**EXERCISE TASKS**
[a] In the piece about violence in New Haven, what rank did the FBI give the city's 2010 assault rate in the U.S.?
[b] Render this sentence from the piece about violence in New Haven into Spanish: "As citizens who live and work in New Haven, we’ve had enough."
[c] Go on with the piece about violence in New Haven, starting after its final sentence.

Start of DOCUMENT TEXT

On Oct. 24, The New York Times travel section featured an article by Freda Moon entitled, “36 Hours in New Haven, Conn.” Moon cited the most profound problem facing New Haven as the “complex and layered” tension between “barbecue shacks … and stylish cocktail lounges,” in a city which she described as marred only by a distant, forgotten memory of crime and crack in the ’80s and ’90s. As members of the community and young medical professionals living in New Haven, we feel that this description fails to represent the reality of our city.
This is a place where our friend, a physician trainee at Yale-New Haven Hospital who, like all of us, works long and often grueling hours in a profession dedicated to serving this city and the surrounding community, was assaulted by a group of adolescents. They struck him in the head with a rock that broke his jaw and knocked out his front teeth. This horrifying incident took place shortly after Moon’s article appeared to dismiss violent crime as a current element of New Haven life. And yet the same night, two other Yale-New Haven Hospital residents were separately attacked by a group of adolescents. One was knocked down in the street, and can only recall feeling his face against the concrete sidewalk and hearing, “Don’t hit him again, you might kill him.” This is also a place where an elderly female physician who has lived in this community for decades was nearly strangled to death in her own backyard, suffering serious head injuries. This a city where one senior physician has intervened in an attempted sexual assault at 5 p.m. on a crowded downtown street. As citizens who live and work in New Haven, we’ve had enough.
Violence occurs in other Ivy League towns. New York, Philadelphia, and Providence certainly witness their share of town-gown tensions. However, looking at statistics, it is clear that New Haven is in a league of its own. New Haven shamefully carries the FBI’s fourth-highest rate of assault in the U.S. in 2010. Living here, we sense constant tension and unsettlement between Yale and our neighboring communities.

End of DOCUMENT TEXT
Start of LISTED ENTRIES

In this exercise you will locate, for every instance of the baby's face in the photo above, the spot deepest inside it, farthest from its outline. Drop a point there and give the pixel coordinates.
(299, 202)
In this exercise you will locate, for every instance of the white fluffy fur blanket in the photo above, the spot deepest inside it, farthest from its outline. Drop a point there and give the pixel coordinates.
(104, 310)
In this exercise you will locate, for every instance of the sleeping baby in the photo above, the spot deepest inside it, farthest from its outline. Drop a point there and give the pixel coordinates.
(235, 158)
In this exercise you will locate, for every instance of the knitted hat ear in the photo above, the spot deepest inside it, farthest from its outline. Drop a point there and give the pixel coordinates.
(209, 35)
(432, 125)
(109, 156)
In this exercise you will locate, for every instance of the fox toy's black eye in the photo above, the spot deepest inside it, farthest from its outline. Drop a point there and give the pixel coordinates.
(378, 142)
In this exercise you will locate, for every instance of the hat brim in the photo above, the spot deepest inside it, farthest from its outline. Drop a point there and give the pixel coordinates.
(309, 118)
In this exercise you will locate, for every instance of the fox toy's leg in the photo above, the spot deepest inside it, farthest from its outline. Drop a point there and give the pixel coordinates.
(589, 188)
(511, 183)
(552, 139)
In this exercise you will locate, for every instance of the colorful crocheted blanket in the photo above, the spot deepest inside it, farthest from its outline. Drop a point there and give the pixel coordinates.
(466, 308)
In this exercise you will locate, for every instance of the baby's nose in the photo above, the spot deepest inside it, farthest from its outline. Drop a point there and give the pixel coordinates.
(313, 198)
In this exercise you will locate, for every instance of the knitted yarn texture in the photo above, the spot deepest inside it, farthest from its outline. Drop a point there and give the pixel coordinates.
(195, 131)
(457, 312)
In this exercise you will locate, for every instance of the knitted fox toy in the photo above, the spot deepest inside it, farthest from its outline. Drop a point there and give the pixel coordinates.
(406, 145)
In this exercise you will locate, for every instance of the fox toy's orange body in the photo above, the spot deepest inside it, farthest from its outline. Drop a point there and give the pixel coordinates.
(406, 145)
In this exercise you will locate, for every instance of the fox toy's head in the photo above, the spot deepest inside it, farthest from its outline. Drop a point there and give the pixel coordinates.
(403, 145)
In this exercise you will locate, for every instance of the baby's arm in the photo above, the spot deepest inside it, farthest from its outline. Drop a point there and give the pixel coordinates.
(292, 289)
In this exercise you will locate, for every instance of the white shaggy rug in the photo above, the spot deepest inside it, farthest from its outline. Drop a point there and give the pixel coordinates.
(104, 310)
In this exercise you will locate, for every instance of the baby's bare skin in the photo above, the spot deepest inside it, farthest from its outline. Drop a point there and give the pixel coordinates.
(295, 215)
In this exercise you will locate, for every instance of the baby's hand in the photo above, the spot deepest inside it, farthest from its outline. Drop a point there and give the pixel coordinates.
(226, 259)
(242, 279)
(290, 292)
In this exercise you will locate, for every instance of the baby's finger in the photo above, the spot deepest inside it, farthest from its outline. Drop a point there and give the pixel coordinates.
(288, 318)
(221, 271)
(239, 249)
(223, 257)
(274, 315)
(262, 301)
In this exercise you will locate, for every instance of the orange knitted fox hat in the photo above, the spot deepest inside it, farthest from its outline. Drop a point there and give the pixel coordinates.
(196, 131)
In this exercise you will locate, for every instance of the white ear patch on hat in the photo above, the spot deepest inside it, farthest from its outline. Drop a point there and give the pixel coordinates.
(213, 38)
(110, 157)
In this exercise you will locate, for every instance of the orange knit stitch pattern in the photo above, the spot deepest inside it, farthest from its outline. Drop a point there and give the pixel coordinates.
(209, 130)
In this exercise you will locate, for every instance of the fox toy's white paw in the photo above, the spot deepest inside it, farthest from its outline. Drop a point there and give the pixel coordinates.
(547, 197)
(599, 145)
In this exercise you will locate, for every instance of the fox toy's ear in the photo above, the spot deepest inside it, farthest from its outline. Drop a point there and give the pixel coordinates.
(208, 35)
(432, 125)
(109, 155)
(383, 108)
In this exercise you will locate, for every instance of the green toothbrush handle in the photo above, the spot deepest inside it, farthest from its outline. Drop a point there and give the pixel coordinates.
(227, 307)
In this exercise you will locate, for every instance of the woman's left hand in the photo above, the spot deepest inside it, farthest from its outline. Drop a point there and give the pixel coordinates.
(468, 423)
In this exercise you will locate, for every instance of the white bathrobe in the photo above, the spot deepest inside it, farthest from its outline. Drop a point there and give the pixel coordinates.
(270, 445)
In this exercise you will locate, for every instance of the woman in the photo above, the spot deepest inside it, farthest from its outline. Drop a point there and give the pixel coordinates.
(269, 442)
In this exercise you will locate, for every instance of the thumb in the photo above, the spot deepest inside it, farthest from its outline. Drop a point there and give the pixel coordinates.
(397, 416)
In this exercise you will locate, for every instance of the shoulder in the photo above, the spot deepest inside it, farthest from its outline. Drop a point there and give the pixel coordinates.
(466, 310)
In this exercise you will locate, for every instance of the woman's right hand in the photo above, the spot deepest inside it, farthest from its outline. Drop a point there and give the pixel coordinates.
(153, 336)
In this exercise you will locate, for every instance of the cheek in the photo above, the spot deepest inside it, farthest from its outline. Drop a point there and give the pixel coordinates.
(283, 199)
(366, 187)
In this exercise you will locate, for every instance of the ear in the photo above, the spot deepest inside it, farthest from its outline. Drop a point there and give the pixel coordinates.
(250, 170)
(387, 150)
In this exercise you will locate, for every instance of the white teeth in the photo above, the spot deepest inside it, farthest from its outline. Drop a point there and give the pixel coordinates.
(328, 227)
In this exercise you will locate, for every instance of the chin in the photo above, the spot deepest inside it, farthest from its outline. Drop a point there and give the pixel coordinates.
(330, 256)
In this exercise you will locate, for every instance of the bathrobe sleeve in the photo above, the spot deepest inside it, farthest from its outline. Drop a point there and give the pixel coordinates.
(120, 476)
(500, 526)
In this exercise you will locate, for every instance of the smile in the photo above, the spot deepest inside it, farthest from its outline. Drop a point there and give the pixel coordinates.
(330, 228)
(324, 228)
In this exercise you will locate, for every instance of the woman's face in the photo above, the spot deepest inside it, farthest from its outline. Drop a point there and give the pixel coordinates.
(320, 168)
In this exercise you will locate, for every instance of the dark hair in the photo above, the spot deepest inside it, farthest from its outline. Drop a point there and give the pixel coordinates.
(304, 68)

End of LISTED ENTRIES
Start of LISTED ENTRIES

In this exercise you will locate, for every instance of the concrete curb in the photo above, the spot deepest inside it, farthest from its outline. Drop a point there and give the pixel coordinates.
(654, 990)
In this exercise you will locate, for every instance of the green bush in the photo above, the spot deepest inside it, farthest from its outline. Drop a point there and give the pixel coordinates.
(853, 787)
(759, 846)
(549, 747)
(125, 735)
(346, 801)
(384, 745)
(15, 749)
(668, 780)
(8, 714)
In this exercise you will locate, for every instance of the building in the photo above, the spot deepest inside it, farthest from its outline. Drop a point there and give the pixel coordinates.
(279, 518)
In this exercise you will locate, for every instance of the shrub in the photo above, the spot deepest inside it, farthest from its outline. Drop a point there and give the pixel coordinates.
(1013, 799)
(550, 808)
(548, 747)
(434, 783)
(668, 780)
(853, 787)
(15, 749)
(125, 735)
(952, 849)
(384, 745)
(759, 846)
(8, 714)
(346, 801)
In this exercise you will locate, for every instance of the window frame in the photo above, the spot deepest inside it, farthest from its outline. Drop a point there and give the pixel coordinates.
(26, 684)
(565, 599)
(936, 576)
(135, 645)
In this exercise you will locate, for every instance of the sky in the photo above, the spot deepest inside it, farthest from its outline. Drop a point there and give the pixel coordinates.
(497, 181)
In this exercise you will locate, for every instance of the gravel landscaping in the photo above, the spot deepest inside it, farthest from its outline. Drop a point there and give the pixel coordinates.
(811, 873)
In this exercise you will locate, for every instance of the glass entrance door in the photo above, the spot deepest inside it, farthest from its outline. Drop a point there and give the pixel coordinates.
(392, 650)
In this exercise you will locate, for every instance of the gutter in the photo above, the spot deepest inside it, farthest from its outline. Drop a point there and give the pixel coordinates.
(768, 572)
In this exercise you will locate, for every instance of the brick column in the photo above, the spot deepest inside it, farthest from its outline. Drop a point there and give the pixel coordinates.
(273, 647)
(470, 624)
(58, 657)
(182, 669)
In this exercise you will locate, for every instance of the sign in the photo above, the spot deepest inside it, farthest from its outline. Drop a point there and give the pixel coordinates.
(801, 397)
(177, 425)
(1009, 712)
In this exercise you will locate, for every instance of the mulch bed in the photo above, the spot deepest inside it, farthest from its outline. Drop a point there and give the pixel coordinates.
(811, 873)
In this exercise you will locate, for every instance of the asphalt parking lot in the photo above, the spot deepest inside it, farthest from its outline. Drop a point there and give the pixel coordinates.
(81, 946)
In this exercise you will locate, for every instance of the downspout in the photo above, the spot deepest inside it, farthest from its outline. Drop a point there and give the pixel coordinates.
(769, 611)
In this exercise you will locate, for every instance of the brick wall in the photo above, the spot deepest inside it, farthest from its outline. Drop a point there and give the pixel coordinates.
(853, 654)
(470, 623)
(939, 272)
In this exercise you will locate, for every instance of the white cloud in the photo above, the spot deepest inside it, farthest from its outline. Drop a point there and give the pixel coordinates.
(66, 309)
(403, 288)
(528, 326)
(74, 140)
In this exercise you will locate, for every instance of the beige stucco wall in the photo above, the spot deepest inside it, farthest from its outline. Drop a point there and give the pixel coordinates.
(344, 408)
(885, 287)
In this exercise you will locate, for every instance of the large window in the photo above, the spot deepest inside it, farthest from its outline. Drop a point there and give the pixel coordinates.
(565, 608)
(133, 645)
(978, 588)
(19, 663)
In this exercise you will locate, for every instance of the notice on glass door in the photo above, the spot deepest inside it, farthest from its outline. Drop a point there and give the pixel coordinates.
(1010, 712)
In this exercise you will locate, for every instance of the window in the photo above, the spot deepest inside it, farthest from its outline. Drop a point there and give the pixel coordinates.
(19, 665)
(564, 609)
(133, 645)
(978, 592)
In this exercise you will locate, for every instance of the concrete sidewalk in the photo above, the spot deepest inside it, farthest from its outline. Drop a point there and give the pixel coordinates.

End of LISTED ENTRIES

**ANSWERS PER TASK**
[a] Fourth-highest.

[b] Como ciudadanos que viven y trabajan en New Haven, ya estamos hartos.

[c]
It is time for us to come together to discuss what is happening in New Haven. When our friend requested that the police notify the Yale community about the violence committed against him, he was informed that the event took place beyond the “Yale police zone.” His assault took place in the quiet, residential neighborhood of Wooster Square, a 10-minute walk from Yale’s campus and populated by Yale-affiliated graduate students, physicians and other young professionals. Except for an email from one of the residency administrators, the events would have gone unreported to the hospital staff.
If understanding violence in our community is limited to the “Yale police zone,” then we do not completely understand the city we live in or the poverty of our neighbors, and we perpetuate the deep historical tensions that characterize the relationship between Yale and the New Haven community.
Our proposition is that as a university, we begin to make an effort to become engaged in the greater community we live in. Meetings between community leaders and Yale administrators already take place, yet very few students or employees are involved in the process, understand what takes place, or have a chance to hear what is said. We feel that it is time that Yale begins to facilitate participation in these meetings from Yale students and employees, so that we can all gain understanding of what is happening in our community. It is time for New Haven to come together and to have an honest discussion about the factors that continue to lead to devastating violence and crime.
Elisabeth Sacks is a resident at the Yale-New Haven Hospital. Krisda Chaiyachati and Theodore Long ’06, also residents, contributed writing.